Set task
Give the records back in full, exactly as they read.

Record list
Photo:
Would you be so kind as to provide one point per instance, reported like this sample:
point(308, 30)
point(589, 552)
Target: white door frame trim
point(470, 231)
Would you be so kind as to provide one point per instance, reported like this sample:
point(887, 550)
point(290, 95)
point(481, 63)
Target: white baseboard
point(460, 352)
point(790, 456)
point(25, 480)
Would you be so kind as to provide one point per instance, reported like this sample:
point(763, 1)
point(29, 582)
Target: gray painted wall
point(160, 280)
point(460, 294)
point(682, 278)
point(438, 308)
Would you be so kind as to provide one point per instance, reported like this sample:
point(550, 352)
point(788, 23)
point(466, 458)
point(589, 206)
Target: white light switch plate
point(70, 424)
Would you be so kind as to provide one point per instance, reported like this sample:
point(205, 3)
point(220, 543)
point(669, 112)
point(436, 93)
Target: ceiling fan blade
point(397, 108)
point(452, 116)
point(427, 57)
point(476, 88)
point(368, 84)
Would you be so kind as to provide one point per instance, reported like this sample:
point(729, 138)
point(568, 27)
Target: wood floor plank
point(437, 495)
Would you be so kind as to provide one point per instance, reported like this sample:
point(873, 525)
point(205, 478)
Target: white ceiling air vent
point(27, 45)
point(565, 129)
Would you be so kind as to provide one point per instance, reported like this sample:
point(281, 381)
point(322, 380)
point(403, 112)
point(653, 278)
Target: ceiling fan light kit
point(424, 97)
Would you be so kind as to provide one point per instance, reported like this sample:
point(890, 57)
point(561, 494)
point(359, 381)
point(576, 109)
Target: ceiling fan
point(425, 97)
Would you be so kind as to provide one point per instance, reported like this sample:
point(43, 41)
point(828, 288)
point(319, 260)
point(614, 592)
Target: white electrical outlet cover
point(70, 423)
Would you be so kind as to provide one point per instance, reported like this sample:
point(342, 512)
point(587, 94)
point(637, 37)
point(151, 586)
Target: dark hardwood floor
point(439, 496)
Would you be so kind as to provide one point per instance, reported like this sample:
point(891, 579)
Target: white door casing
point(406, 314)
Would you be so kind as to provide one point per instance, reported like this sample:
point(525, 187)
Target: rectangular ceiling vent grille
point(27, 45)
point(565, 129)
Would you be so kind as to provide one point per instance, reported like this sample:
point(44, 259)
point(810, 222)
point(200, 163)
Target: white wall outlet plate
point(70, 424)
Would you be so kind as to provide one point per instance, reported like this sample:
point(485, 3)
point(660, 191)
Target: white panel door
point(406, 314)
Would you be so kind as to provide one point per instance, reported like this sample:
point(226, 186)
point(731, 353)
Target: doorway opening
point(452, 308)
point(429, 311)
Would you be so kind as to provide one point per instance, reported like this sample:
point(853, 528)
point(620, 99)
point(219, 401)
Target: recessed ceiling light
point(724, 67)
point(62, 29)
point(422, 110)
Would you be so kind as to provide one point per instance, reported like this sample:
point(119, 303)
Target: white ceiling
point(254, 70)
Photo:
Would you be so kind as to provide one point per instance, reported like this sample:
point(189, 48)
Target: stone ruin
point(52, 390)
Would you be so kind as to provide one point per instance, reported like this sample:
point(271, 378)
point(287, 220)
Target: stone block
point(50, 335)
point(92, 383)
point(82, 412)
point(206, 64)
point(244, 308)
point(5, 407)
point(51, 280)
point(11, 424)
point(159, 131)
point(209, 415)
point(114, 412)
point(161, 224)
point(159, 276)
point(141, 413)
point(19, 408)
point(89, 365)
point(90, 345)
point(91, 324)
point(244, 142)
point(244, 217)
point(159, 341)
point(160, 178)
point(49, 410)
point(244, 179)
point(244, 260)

Exercise answer
Photo:
Would you be so kind as to provide one point per instance, reported like this sample:
point(308, 30)
point(589, 552)
Target: white door frame trim
point(470, 231)
Would you be so kind as to provide one point per instance, reported like this sample:
point(887, 550)
point(290, 95)
point(481, 63)
Target: white baseboard
point(460, 352)
point(790, 456)
point(25, 480)
Would you be so kind as to provide one point per instance, reported like this sample:
point(763, 1)
point(29, 582)
Target: gray painted wall
point(160, 280)
point(460, 294)
point(682, 278)
point(438, 308)
Would you be so kind as to provide one point per instance, reported like this sample:
point(550, 352)
point(788, 23)
point(466, 458)
point(589, 206)
Target: white light switch plate
point(70, 424)
Would you be so kind as to provide one point per instance, reported like this sample:
point(205, 3)
point(220, 543)
point(669, 112)
point(436, 93)
Target: ceiling fan blade
point(397, 108)
point(452, 116)
point(427, 57)
point(476, 88)
point(368, 84)
Would you be so kind as to provide one point per instance, reported like this sample:
point(729, 138)
point(568, 27)
Target: wood floor plank
point(437, 495)
Would you be so kind as to provide one point per instance, reported like this sample:
point(873, 525)
point(205, 478)
Target: white ceiling air vent
point(27, 45)
point(565, 129)
Would you be so kind as to provide one point per instance, reported like this sample:
point(281, 381)
point(322, 380)
point(403, 112)
point(653, 278)
Target: ceiling fan light kit
point(424, 97)
Would you be so kind as to provide one point per instance, reported like this sample:
point(890, 57)
point(561, 494)
point(359, 381)
point(576, 109)
Target: ceiling fan
point(425, 97)
Would you be so kind as to provide one point per instance, reported like this sample:
point(43, 41)
point(828, 288)
point(319, 260)
point(614, 592)
Target: white electrical outlet cover
point(70, 423)
Would you be so kind as to provide one point per instance, reported like this sample:
point(342, 512)
point(587, 94)
point(637, 37)
point(151, 586)
Target: dark hardwood floor
point(439, 496)
Would you be so kind as to provide one point per instance, reported like this sample:
point(891, 579)
Target: white door casing
point(406, 314)
Would you be so kind as to provide one point per instance, reported like this sample:
point(525, 187)
Target: rectangular ceiling vent grille
point(27, 45)
point(565, 129)
Would you be so kind as to provide one point per instance, reported like this sample:
point(44, 259)
point(810, 222)
point(200, 163)
Target: white wall outlet plate
point(70, 424)
Would you be so kind as to provide one point per instance, reported like this sample:
point(485, 3)
point(660, 191)
Target: white panel door
point(406, 314)
Would you be so kind as to provide one point per instance, reported like this sample:
point(226, 186)
point(731, 353)
Target: doorway opening
point(452, 308)
point(429, 311)
Would you be so kind as to provide one point per instance, reported like this sample:
point(853, 528)
point(620, 99)
point(219, 401)
Target: recessed ceiling light
point(724, 67)
point(62, 29)
point(422, 110)
Would you be so kind as to provide one point per instance, reported like this sample:
point(119, 303)
Target: white ceiling
point(254, 70)
Photo:
Would you be so kind as to provide one point per instance, reported like this sample:
point(189, 48)
Target: stone ruin
point(52, 390)
Would you be so kind as to provide one point per instance, reported like this sample:
point(271, 378)
point(287, 220)
Target: stone block
point(50, 335)
point(92, 383)
point(82, 412)
point(206, 64)
point(244, 308)
point(5, 407)
point(51, 280)
point(11, 424)
point(159, 131)
point(209, 415)
point(114, 412)
point(161, 224)
point(159, 276)
point(141, 413)
point(19, 408)
point(89, 365)
point(90, 345)
point(91, 324)
point(244, 142)
point(244, 217)
point(159, 341)
point(160, 178)
point(49, 410)
point(244, 179)
point(244, 260)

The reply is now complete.